SELECTED EXCERPT -
┄┄┄┄┄┄
Oracle Performance Tuning Tips

Use a large database block size

Because the database block size is fixed at database creation, this is one decision that is important to get right the first time. For file system based datafiles, without direct I/O, the database block size must match the file system buffer size exactly, as explained here. However, if your database is raw, or if direct I/O is available, then you have the luxury of choosing a larger database block size. There are many advantages to using a large block size, but the most significant is the saving in I/O for index based access paths.

How does a large block size save I/O?

A large database block size reduces the number of reads required to probe an index and scan a range of values from its leaf blocks.

An index range scan using an 8K database block size

The figure above shows a hypothetical index in a database with an 8K block size. The figure below shows the equivalent index after the database has been rebuilt with a 16K block size. The most obvious difference is that the number of leaf blocks has been halved. As a direct result, the number of pointers to leaf blocks has been halved also. Because the number of leaf block pointers has been halved, the space required for the last level of branch blocks has been halved as well. Therefore the number of blocks at that level of the index has been reduced to one quarter. In general, for large indexes the space saving at each level of the B*-tree increases exponentially with the height of the tree. Thus the height of the tree is reduced by one level in some cases.
┄┄┄┄┄┄
(Dataset excerpts on object pointing)
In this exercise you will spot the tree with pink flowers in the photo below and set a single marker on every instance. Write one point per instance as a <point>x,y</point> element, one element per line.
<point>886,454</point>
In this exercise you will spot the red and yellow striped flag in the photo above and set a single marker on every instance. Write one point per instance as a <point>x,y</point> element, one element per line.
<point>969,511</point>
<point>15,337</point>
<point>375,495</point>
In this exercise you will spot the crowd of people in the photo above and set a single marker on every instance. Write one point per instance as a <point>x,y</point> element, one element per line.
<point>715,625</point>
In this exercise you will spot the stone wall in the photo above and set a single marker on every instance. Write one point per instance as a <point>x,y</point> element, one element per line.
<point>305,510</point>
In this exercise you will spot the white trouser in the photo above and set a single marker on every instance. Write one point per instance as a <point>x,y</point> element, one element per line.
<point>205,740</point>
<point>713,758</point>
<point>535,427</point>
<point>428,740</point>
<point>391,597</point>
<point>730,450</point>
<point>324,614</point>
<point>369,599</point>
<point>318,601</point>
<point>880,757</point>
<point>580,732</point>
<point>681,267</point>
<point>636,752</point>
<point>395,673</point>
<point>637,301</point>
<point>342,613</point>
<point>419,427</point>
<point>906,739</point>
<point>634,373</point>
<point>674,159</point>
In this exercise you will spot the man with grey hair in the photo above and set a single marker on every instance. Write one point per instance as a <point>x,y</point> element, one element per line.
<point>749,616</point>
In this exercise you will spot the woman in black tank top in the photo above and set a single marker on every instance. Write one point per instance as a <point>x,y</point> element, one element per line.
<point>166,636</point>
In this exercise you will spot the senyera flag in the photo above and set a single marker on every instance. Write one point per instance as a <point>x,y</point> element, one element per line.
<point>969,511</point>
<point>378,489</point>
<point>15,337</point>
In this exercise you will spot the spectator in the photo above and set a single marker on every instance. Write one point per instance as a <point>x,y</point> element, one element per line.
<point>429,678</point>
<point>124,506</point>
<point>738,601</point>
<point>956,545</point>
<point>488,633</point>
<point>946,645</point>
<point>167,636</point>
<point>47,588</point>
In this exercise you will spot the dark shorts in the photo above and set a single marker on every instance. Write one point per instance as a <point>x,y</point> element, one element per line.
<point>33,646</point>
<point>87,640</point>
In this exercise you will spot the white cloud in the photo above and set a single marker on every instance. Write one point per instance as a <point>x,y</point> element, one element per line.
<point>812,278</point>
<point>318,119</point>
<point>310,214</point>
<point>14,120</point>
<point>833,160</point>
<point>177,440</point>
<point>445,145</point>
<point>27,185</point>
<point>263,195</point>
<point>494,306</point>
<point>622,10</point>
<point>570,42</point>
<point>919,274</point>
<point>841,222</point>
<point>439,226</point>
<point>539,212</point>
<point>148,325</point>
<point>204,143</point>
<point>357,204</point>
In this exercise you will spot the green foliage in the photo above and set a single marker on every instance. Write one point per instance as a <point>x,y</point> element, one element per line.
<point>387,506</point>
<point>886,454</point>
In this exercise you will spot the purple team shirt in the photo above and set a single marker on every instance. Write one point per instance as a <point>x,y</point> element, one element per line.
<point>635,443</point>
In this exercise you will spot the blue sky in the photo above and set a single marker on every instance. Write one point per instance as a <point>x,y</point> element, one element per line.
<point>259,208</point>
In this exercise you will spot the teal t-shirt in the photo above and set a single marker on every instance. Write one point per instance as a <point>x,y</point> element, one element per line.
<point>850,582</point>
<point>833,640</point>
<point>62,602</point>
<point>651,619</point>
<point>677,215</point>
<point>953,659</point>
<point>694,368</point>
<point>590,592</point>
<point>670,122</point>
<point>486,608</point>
┄┄┄┄┄┄
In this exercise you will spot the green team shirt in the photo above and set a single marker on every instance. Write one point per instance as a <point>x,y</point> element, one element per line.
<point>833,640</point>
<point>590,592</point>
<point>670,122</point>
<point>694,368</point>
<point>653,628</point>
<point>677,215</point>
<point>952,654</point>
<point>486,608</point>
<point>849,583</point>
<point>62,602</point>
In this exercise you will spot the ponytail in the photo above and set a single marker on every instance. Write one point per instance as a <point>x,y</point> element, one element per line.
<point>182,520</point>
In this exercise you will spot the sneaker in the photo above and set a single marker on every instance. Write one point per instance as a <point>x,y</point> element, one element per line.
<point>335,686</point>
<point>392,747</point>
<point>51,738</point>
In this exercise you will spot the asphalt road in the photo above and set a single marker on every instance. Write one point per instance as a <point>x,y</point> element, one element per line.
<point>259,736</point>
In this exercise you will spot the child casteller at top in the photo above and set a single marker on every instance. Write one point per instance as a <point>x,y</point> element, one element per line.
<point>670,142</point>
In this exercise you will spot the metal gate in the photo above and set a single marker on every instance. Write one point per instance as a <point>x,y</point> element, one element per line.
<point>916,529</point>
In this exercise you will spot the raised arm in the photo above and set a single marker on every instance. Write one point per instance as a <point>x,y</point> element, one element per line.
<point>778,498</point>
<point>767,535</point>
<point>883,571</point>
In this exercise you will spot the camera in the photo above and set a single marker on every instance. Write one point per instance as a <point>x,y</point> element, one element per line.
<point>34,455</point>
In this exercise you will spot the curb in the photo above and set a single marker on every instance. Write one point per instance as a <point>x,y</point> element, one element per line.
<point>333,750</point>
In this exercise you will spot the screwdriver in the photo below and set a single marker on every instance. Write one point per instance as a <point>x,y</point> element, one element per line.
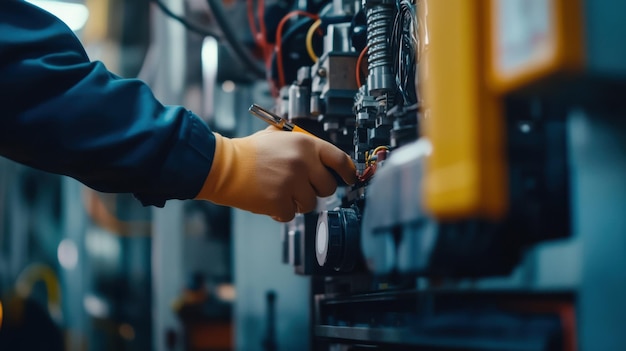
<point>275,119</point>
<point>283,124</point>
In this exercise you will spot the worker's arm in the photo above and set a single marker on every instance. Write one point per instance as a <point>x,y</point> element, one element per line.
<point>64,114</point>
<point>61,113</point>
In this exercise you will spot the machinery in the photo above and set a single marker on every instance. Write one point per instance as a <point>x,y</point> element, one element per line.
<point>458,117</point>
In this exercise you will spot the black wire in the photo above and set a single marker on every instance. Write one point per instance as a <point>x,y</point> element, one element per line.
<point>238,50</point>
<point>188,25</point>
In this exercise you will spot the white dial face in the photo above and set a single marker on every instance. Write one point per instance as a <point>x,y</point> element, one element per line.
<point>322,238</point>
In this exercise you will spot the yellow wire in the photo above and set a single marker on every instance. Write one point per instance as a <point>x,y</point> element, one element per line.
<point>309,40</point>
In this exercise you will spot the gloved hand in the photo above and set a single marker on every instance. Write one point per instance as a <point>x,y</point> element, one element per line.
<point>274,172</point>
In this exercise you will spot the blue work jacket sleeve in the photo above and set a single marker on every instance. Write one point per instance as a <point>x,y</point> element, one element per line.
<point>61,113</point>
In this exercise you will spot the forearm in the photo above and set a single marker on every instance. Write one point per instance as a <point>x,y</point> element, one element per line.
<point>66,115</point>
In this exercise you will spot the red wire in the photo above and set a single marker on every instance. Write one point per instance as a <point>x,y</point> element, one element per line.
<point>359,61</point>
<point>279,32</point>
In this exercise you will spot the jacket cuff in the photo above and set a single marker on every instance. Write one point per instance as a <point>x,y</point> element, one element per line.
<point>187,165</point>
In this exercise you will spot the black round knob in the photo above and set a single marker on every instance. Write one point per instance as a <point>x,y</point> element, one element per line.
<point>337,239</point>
┄┄┄┄┄┄
DIRECTIVES -
1. Using the Oracle block size tips, say whether each statement agrees with the text, answering yes or no and quoting the deciding words: (a) the database block size can be changed after the database is created; (b) moving from an 8K to a 16K block size halves the number of leaf blocks; (c) the number of blocks in the last level of branch blocks is cut to one half.
2. Carry on the Oracle block size tips, starting after their last sentence.

RESPONSES TO THE TASKS -
1.
(a) No: "the database block size is fixed at database creation"
(b) Yes: "the number of leaf blocks has been halved"
(c) No: "the number of blocks at that level of the index has been reduced to one quarter"

2.
An index range scan using a 16K database block size

The shaded blocks in the figures illustrate the dual saving in logical reads due to a larger database block size. If the height of the tree is reduced, fewer block gets are required to traverse the tree from the root block to a leaf block. And in an index range scan, only half the number of single block reads are required to scan the leaf blocks.

Of course, these are savings in logical reads. But are there equivalent savings in physical reads as well? Of course, that depends on which blocks are cached. Because the index branch blocks tend to be well cached anyway, doubling the database block size benefits index range scans more than it benefits index probes.

What about the impact on the buffer cache?

However, we must consider whether these improvements might be negated by other factors. In particular, if the cache is not enlarged, the number of buffers in the cache will be halved, and this might have a negative impact on the cache hit rate. Fortunately, this is not the case if you take care to adjust the sizes of the various buffer pools appropriately.

The buffer pools using an 8K database block size

Although circumstances vary, the reduction in the size of the DEFAULT buffer pool normally offsets the growth in the RECYCLE and KEEP buffer pools. This is illustrated in the figures above and below. So, contrary to popular belief, rebuilding a database with a larger database block size can be memory neutral and need not impair data caching. However, due care must be taken in the sizing of the buffer pools.

The buffer pools using a 16K database block size

In view of this you should normally use a large database block size for unbuffered databases, particularly if your application is heavily dependent on the performance of index based access paths, particularly index range scans.

What other factors are there?

The database block size has many other impacts, but they all support the use of a large database block size.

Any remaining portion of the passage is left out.